Exercise: Lines to return, exactly: from the line with "written as (247,1214)." to the line with "written as (5,563)." in the entries below, both included.

START Record extracts

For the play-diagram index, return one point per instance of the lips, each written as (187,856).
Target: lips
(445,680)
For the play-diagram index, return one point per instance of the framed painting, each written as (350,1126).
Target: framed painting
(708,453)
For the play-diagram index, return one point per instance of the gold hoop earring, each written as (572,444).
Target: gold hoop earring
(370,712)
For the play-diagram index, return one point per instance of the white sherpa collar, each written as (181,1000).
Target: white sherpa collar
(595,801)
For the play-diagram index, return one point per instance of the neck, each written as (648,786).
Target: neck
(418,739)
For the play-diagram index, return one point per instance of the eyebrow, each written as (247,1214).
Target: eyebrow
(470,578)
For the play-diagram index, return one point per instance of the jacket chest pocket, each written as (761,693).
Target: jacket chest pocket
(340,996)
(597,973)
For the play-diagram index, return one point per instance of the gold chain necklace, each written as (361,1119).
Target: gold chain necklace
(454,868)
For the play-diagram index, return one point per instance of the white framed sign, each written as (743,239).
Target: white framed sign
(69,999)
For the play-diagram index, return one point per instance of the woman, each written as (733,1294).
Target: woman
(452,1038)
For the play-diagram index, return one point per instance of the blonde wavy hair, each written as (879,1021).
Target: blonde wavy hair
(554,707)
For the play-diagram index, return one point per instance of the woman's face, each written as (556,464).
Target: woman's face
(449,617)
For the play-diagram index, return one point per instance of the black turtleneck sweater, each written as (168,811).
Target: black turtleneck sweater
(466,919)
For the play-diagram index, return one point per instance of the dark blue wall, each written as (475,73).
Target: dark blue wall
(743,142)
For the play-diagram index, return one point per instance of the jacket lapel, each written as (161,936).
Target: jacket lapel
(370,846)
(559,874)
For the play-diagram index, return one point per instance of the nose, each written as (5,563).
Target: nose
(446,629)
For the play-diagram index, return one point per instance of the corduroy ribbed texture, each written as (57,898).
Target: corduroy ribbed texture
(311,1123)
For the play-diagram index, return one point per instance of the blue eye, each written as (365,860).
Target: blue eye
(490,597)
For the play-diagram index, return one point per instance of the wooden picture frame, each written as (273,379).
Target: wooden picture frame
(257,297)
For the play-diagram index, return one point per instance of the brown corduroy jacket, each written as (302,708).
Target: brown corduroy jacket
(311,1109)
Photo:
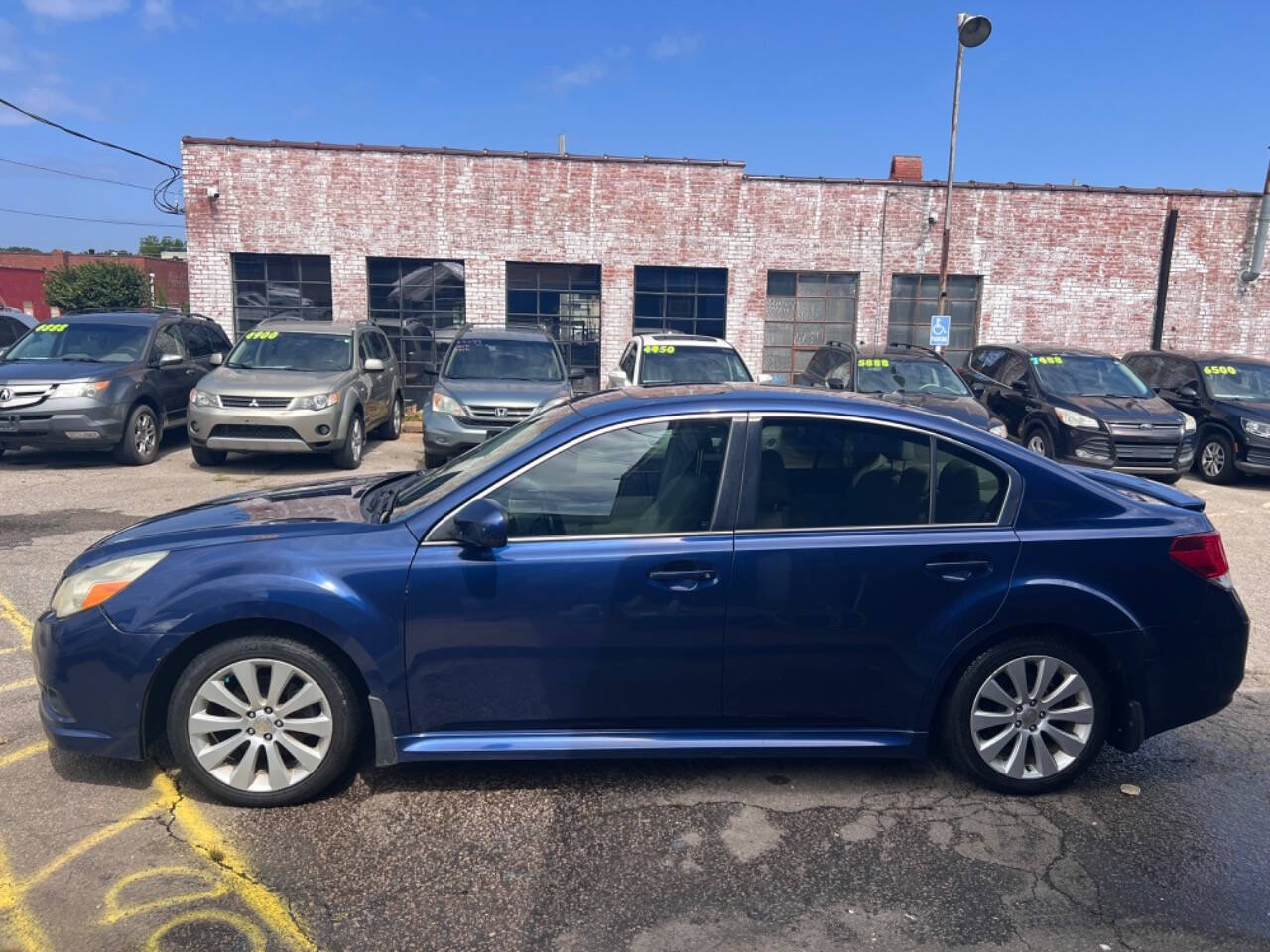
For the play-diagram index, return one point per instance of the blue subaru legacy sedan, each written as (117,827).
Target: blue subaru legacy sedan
(721,569)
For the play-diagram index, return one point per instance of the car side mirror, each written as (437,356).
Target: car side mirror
(481,525)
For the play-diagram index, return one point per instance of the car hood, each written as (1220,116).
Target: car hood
(512,393)
(241,517)
(232,380)
(18,371)
(965,409)
(1150,409)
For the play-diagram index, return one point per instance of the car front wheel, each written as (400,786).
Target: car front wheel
(1028,716)
(263,721)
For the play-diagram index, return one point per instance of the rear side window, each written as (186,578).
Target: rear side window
(968,489)
(657,477)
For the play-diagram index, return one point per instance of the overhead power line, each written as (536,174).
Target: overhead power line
(100,221)
(160,193)
(73,175)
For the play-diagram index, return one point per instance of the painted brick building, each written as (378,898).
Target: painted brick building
(425,238)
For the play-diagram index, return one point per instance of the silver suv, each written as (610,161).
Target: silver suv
(296,388)
(490,379)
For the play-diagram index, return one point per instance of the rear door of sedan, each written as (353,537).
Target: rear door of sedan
(851,584)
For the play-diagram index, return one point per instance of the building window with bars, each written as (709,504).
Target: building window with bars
(806,309)
(280,286)
(563,299)
(420,303)
(689,299)
(915,298)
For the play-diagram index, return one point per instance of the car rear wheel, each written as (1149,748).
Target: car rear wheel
(391,426)
(1215,458)
(1028,716)
(263,721)
(208,457)
(141,435)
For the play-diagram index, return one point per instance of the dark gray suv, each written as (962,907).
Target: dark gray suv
(104,381)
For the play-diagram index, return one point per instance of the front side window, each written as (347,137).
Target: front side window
(1087,375)
(656,477)
(87,343)
(667,363)
(841,474)
(280,350)
(489,358)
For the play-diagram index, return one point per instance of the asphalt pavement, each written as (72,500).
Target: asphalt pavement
(731,856)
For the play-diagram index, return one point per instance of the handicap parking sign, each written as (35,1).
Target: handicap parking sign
(939,330)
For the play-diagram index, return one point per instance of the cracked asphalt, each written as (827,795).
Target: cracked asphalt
(739,855)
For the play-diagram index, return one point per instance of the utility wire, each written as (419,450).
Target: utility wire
(100,221)
(73,175)
(160,191)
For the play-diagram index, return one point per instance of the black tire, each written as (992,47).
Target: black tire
(208,457)
(349,456)
(141,436)
(391,428)
(1214,460)
(961,743)
(344,715)
(1038,440)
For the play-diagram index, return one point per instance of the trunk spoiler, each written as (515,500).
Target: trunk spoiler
(1146,488)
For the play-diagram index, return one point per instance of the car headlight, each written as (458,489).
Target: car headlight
(200,398)
(89,389)
(94,585)
(445,404)
(1076,420)
(1256,429)
(316,402)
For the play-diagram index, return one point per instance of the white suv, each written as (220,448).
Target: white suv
(680,358)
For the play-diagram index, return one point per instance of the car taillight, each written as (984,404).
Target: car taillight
(1203,553)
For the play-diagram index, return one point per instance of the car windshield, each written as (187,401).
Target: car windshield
(492,358)
(280,350)
(667,363)
(890,375)
(1237,381)
(1082,375)
(87,341)
(429,486)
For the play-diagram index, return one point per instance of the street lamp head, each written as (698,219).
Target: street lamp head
(973,28)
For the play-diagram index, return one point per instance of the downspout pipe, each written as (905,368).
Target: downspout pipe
(1259,244)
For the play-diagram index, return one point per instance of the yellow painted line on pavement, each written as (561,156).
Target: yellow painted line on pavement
(10,613)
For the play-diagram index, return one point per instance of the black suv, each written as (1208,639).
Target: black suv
(1229,399)
(1082,407)
(908,373)
(104,381)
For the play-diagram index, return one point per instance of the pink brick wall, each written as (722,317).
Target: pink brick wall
(1060,266)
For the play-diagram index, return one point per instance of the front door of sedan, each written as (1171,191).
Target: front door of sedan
(607,607)
(851,585)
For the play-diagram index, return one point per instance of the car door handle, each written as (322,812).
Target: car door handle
(957,569)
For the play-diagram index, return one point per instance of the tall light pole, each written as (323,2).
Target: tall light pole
(971,30)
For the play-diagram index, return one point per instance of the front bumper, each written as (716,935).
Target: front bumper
(64,424)
(243,429)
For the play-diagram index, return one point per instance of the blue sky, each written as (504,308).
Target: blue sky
(1106,93)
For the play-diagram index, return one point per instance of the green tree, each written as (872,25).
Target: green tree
(155,245)
(96,285)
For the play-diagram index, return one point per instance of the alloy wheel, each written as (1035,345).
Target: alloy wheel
(1033,717)
(259,725)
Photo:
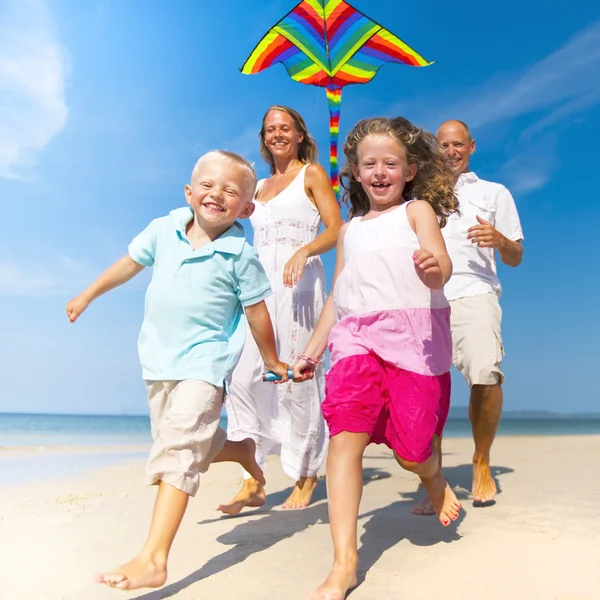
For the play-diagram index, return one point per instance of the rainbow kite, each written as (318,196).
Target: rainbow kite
(330,44)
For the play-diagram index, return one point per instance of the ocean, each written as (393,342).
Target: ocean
(39,446)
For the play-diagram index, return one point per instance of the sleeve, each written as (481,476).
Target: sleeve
(507,218)
(253,283)
(142,248)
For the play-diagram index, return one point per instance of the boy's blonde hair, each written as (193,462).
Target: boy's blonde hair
(236,159)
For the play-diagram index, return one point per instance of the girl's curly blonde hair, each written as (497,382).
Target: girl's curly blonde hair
(433,182)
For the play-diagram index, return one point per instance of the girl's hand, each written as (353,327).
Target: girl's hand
(279,368)
(292,273)
(303,371)
(428,269)
(76,306)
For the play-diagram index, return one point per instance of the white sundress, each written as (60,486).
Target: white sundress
(284,419)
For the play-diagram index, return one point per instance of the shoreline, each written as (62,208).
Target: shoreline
(540,540)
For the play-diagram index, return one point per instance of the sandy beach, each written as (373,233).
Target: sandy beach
(540,541)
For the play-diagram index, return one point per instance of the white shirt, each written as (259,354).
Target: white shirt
(474,269)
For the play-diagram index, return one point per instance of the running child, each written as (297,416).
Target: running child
(387,325)
(191,339)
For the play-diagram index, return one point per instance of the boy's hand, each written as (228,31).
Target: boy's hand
(428,269)
(76,306)
(303,371)
(279,368)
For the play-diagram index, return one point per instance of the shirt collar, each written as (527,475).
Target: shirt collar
(230,242)
(464,178)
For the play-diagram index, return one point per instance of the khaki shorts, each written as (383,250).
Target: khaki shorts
(185,427)
(477,338)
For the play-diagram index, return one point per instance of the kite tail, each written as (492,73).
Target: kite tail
(334,99)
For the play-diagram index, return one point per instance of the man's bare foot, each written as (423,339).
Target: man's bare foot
(301,494)
(423,507)
(252,495)
(136,574)
(443,499)
(340,579)
(484,486)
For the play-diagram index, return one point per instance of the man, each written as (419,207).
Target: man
(488,223)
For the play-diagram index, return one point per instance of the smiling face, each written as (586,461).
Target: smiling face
(280,135)
(383,170)
(220,192)
(457,144)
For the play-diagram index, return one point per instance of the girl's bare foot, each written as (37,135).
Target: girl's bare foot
(139,573)
(341,579)
(252,494)
(484,486)
(301,494)
(423,506)
(445,502)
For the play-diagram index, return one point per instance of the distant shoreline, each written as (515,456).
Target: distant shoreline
(456,413)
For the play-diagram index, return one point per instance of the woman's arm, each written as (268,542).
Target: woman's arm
(317,344)
(319,190)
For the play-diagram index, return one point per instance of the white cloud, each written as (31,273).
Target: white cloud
(552,91)
(33,70)
(566,80)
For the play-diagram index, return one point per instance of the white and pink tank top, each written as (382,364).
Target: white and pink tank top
(381,305)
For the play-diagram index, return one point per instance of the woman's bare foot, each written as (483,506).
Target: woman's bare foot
(484,486)
(423,507)
(340,579)
(139,573)
(301,494)
(443,499)
(252,494)
(247,459)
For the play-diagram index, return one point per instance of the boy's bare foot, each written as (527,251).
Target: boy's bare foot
(340,579)
(252,494)
(138,573)
(423,506)
(445,502)
(301,494)
(484,486)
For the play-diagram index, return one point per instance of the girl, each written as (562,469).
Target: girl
(388,326)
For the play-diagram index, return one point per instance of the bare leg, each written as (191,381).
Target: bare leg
(243,453)
(425,506)
(149,567)
(485,410)
(301,494)
(344,491)
(444,501)
(253,491)
(252,495)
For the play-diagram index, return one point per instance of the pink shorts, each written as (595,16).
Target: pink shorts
(398,408)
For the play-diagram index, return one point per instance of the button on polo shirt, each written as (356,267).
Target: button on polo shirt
(193,320)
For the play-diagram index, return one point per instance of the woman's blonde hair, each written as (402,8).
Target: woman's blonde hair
(433,181)
(307,149)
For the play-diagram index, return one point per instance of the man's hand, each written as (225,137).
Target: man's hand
(279,368)
(485,235)
(76,306)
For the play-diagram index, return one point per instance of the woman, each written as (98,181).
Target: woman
(291,205)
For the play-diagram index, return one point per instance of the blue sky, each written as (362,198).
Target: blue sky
(105,106)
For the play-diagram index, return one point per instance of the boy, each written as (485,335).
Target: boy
(191,338)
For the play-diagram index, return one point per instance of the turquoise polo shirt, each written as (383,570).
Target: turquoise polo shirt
(194,326)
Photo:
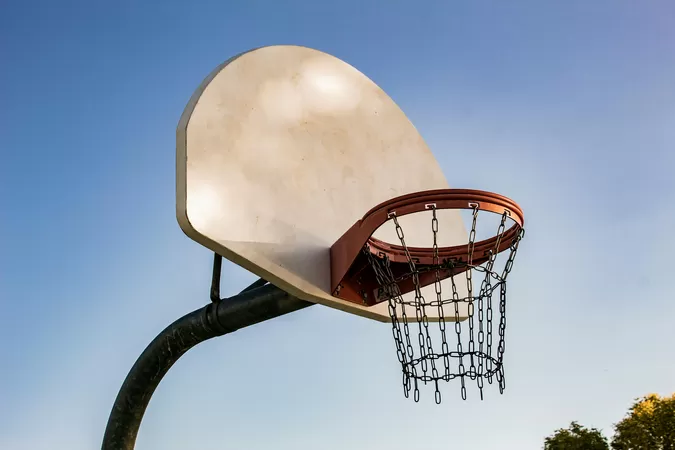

END Record extracts

Answer box:
For the play-diagram index, return one point per instance of the eyebrow, each written as (247,1214).
Target: eyebrow
(470,578)
For the play-diagram index, return one point per instance of the jacket chest pocket, each written as (761,693).
Target: jacket chest pocket
(340,996)
(597,973)
For the play-diagram index, return one point per instance of the gold chain necklace, each written as (361,1119).
Target: gold chain necklace
(454,868)
For the play-diagram index, return one point per instance of the white framed sign, each written as (743,239).
Target: white framed sign
(69,999)
For the play-diagram index, return one point per instance of the woman, each written as (733,1294).
Target: woman
(452,1038)
For the play-diagram index, return one point per instance of the blonde wavy hair, each written as (879,1021).
Target: blonde wavy hair
(554,707)
For the play-diagram index, return one point per instance of the woman's face, each written as (556,464).
Target: woman's face
(449,617)
For the play-diagram index, return one point per instance of the black turtleneck sweater, each written as (168,811).
Target: black turtleneck sweater
(466,919)
For the play-diagram index, return one point per instance of the dark blue wall, each written as (475,73).
Target: dark blue wall
(743,142)
For the play-diagram index, return one point per instance of the jacket lapel, each written as (161,936).
Target: jacket lapel
(370,846)
(559,874)
For the play-diagram index, return one point per instance of the nose, each written as (5,563).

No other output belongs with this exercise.